▶ WRITTEN INSTRUCTION
Nothing should be left out: output all of the entries exactly.
= = = = = = =
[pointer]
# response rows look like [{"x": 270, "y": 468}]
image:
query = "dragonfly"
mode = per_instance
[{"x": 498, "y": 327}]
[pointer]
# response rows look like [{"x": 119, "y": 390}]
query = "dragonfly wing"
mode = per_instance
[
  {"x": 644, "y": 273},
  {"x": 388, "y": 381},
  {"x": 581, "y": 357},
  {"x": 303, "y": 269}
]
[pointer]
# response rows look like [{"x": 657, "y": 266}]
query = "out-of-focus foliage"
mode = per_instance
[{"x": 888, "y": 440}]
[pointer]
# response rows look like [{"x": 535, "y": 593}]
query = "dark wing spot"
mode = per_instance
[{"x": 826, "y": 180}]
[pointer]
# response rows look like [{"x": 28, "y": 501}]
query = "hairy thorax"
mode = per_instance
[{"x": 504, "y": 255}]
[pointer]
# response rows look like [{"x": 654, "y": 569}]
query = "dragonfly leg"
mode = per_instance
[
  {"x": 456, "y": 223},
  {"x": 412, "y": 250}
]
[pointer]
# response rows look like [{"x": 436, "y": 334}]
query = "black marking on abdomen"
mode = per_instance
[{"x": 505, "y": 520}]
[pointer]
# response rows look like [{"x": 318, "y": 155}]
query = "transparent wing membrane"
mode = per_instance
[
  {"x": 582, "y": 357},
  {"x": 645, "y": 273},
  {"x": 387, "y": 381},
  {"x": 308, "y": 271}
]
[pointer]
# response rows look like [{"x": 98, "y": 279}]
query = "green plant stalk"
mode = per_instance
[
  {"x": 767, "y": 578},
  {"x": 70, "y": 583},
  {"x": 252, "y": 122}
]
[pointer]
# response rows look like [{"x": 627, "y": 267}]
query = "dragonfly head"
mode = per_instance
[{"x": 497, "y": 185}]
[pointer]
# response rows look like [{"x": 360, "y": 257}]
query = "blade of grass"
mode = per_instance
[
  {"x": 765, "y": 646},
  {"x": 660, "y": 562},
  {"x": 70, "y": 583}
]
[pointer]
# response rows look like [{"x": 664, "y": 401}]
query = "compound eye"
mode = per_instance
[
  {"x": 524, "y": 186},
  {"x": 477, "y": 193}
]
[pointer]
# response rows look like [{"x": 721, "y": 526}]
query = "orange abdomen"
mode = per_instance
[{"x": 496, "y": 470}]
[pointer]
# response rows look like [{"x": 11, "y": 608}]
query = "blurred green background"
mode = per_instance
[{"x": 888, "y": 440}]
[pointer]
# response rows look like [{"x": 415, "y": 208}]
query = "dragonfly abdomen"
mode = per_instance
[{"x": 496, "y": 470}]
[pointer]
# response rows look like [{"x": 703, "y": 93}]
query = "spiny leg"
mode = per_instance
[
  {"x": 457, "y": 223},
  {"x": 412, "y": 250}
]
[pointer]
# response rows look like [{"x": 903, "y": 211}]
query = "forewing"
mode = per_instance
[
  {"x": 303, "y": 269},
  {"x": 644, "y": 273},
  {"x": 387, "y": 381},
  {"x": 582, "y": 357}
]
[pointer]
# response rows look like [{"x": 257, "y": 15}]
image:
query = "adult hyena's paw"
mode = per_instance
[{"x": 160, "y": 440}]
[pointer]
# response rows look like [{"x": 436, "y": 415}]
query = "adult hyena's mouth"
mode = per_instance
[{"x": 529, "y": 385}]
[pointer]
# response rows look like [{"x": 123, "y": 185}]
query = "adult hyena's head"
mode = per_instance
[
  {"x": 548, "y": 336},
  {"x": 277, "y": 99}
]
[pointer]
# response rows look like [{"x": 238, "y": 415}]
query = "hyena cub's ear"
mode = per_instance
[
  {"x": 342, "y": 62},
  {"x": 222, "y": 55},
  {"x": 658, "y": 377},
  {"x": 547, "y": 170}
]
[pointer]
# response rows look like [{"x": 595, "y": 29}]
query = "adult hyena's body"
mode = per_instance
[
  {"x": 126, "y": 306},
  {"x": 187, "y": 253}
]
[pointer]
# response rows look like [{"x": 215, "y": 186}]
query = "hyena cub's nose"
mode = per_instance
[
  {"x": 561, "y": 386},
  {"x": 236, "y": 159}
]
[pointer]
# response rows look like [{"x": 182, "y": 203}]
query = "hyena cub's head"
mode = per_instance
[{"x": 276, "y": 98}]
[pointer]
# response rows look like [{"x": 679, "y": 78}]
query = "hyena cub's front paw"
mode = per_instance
= = = = = = =
▶ EXPECTED ANSWER
[pointer]
# response rows look like [{"x": 270, "y": 468}]
image:
query = "dragonfly"
mode = per_instance
[{"x": 498, "y": 327}]
[pointer]
# response rows look like [{"x": 119, "y": 390}]
query = "dragonfly wing"
mode = per_instance
[
  {"x": 644, "y": 273},
  {"x": 388, "y": 381},
  {"x": 581, "y": 357},
  {"x": 303, "y": 269}
]
[pointer]
# response rows look like [{"x": 657, "y": 266}]
query = "out-of-focus foliage"
mode = per_instance
[{"x": 888, "y": 440}]
[pointer]
# response rows look like [{"x": 535, "y": 593}]
query = "dark wing spot"
mode = per_instance
[{"x": 826, "y": 180}]
[pointer]
# response rows look like [{"x": 28, "y": 501}]
query = "hairy thorax"
mode = per_instance
[{"x": 504, "y": 255}]
[pointer]
# response rows look like [{"x": 654, "y": 569}]
query = "dragonfly leg"
mode = per_instance
[
  {"x": 456, "y": 223},
  {"x": 412, "y": 250}
]
[pointer]
# response rows look like [{"x": 436, "y": 334}]
query = "black marking on abdomen"
mode = per_instance
[{"x": 505, "y": 520}]
[pointer]
# response rows look like [{"x": 318, "y": 155}]
query = "transparent wing membrane"
mode = per_instance
[
  {"x": 582, "y": 357},
  {"x": 645, "y": 273},
  {"x": 387, "y": 381},
  {"x": 308, "y": 271}
]
[pointer]
# response rows look like [{"x": 98, "y": 279}]
query = "green plant stalk"
mode = per_instance
[
  {"x": 767, "y": 578},
  {"x": 70, "y": 583},
  {"x": 252, "y": 122}
]
[pointer]
# response rows look like [{"x": 627, "y": 267}]
query = "dragonfly head"
mode = per_instance
[{"x": 497, "y": 185}]
[pointer]
# response rows look like [{"x": 360, "y": 257}]
query = "blade of grass"
mode = per_instance
[
  {"x": 765, "y": 646},
  {"x": 660, "y": 562},
  {"x": 70, "y": 583}
]
[pointer]
# response rows look like [{"x": 664, "y": 401}]
query = "compound eye"
mode = per_instance
[
  {"x": 524, "y": 186},
  {"x": 477, "y": 193}
]
[pointer]
# response rows look like [{"x": 721, "y": 526}]
query = "orange abdomen"
mode = per_instance
[{"x": 496, "y": 470}]
[pointer]
# response rows look like [{"x": 11, "y": 608}]
query = "blurred green background"
mode = per_instance
[{"x": 888, "y": 440}]
[pointer]
# response rows look like [{"x": 415, "y": 208}]
query = "dragonfly abdomen"
mode = per_instance
[{"x": 496, "y": 470}]
[pointer]
# response rows look like [{"x": 703, "y": 93}]
query = "spiny leg"
mode = per_instance
[
  {"x": 457, "y": 223},
  {"x": 412, "y": 250}
]
[pointer]
# response rows look like [{"x": 903, "y": 211}]
query = "forewing"
mode = per_instance
[
  {"x": 303, "y": 269},
  {"x": 644, "y": 273},
  {"x": 387, "y": 381},
  {"x": 582, "y": 357}
]
[pointer]
# response rows look like [{"x": 257, "y": 15}]
image:
query = "adult hyena's paw"
mode = per_instance
[{"x": 160, "y": 440}]
[pointer]
# response rows look like [{"x": 436, "y": 415}]
query = "adult hyena's mouth"
mode = per_instance
[{"x": 529, "y": 385}]
[pointer]
# response rows look like [{"x": 123, "y": 185}]
query = "adult hyena's head"
mode = per_instance
[
  {"x": 548, "y": 336},
  {"x": 277, "y": 99}
]
[pointer]
# response rows look like [{"x": 238, "y": 415}]
query = "hyena cub's ear"
mode = per_instance
[
  {"x": 342, "y": 62},
  {"x": 222, "y": 55},
  {"x": 658, "y": 377},
  {"x": 547, "y": 170}
]
[pointer]
# response rows look like [{"x": 595, "y": 29}]
query = "adult hyena's body"
mode = per_instance
[
  {"x": 126, "y": 306},
  {"x": 187, "y": 253}
]
[pointer]
# response rows look like [{"x": 215, "y": 186}]
query = "hyena cub's nose"
mode = per_instance
[
  {"x": 561, "y": 386},
  {"x": 236, "y": 159}
]
[pointer]
# response rows look like [{"x": 182, "y": 203}]
query = "hyena cub's head"
mode = per_instance
[{"x": 276, "y": 98}]
[pointer]
# response rows look like [{"x": 679, "y": 78}]
query = "hyena cub's front paw"
mode = per_instance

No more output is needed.